Rewrite the listing below, starting with the line that contains "Where can the wooden post" and going on through the line that contains "<point>211,70</point>", with "roof ridge" replaced by "ridge line" and everything else left unchanged. Give only those lines.

— DATA EXCERPTS —

▬▬▬▬▬▬

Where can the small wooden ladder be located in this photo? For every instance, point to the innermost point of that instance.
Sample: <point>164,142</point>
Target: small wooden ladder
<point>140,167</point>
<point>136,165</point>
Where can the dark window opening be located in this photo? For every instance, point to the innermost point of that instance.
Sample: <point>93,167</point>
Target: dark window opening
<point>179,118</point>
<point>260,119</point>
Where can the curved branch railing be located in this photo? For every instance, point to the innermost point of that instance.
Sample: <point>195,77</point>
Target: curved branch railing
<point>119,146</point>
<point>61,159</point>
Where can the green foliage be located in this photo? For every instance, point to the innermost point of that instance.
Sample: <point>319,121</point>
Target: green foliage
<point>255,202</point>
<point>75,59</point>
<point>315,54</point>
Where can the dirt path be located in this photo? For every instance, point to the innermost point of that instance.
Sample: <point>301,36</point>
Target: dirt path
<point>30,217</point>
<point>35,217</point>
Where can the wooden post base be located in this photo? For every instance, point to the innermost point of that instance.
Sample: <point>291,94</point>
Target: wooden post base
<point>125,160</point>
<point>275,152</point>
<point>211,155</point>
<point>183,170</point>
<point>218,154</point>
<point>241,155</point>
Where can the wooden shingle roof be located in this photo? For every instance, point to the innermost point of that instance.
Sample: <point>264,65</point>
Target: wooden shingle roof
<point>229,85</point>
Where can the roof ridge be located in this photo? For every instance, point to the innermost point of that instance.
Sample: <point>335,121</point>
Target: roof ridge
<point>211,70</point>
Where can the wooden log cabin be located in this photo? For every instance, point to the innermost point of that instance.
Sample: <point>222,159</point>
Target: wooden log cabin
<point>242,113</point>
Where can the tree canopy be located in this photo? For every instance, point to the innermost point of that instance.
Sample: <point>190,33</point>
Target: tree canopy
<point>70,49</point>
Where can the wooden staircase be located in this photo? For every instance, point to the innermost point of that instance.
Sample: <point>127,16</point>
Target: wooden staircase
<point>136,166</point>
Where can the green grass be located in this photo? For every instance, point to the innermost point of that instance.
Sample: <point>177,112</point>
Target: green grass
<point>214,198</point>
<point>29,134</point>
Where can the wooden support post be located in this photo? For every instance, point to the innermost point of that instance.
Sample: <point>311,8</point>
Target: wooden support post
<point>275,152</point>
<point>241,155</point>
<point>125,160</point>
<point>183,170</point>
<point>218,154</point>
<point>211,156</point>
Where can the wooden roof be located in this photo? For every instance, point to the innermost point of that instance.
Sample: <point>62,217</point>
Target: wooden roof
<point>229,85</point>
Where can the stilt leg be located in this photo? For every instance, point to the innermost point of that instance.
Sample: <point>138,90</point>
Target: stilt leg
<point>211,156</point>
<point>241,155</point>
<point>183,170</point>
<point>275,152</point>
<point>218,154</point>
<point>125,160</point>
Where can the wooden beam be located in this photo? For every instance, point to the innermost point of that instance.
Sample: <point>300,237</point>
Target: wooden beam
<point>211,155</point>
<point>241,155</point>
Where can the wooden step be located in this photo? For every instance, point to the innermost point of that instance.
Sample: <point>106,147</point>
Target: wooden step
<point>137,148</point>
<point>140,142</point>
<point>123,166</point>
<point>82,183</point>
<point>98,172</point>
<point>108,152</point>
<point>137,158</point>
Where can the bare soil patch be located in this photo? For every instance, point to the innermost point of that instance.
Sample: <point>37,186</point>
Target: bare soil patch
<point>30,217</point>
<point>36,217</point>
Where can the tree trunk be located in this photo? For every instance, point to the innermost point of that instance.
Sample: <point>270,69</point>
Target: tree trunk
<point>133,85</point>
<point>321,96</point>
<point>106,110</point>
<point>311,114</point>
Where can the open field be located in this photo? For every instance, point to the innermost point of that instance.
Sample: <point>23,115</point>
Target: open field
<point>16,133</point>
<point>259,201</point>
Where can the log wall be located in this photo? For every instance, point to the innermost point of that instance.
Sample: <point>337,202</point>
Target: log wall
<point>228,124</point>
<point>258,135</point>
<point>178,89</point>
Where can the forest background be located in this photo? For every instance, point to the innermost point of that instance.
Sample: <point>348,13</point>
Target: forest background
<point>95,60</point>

▬▬▬▬▬▬

— TASK ANSWER —
Where can the wooden post base be located in this photo? For every instance, point to the innermost point of that instance.
Sample: <point>291,94</point>
Target: wooden post base
<point>125,160</point>
<point>275,152</point>
<point>211,155</point>
<point>183,170</point>
<point>218,154</point>
<point>241,155</point>
Where can the wooden shingle roof be located in this photo? For every instance, point to the innermost point of that instance.
Sample: <point>264,65</point>
Target: wooden shingle roof
<point>229,85</point>
Where can the ridge line be located in this photo? For every instance, point to the innermost point of that instance.
Sample: <point>335,121</point>
Target: ridge line
<point>211,70</point>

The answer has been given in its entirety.